╭─ Data for this task

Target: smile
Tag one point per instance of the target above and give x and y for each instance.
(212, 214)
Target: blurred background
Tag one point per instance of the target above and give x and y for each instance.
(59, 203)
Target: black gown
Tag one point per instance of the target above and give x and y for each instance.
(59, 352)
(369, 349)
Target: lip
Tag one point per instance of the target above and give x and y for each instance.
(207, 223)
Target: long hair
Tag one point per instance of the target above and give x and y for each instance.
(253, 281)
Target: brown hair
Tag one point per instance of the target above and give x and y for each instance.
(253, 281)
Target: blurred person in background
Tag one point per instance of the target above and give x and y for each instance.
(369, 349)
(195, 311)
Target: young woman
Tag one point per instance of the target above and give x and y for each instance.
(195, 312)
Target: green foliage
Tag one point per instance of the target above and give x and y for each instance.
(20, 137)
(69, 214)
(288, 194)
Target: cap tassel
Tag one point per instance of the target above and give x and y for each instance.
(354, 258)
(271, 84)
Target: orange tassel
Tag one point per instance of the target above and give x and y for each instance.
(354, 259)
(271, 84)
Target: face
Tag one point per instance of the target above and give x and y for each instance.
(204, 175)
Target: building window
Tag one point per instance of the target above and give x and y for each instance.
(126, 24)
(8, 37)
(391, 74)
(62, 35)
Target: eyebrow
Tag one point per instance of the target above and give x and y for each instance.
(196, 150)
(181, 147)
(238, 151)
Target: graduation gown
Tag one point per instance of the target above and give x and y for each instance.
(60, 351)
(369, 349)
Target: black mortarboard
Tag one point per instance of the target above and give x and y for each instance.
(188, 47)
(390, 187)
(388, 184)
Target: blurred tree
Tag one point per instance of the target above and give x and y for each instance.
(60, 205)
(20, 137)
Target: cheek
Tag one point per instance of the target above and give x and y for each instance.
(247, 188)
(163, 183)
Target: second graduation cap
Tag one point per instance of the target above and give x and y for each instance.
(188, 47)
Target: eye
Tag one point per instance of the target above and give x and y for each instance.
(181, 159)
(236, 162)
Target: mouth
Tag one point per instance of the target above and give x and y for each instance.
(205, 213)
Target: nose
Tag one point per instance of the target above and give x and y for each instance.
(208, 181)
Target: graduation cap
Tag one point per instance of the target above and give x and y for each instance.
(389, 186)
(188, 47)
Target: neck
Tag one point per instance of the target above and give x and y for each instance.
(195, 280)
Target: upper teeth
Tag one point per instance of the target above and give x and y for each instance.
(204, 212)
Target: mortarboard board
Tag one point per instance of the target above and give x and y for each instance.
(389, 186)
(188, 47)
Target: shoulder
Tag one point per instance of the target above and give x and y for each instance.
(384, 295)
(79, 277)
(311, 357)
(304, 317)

╰─

# Task
Please repeat word for word the lines above that run from the beginning through the line containing "Target: blurred person in background", keeping both the first and that last line.

# Solution to this exercise
Target: smile
Tag one point per instance of the target above and give x and y for each instance.
(212, 214)
Target: blurred background
Tag one point per instance of the target above and give x and y for each instance.
(59, 203)
Target: black gown
Tag one point per instance of the target above and give x and y for each instance.
(59, 352)
(369, 349)
Target: lip
Tag one point per instance of the target above and give x and y for each instance.
(207, 223)
Target: long hair
Tag one point per instance of the target above and give x and y for each instance.
(253, 281)
Target: brown hair
Tag one point per instance of the target above and give x and y for each instance.
(253, 281)
Target: blurred person in background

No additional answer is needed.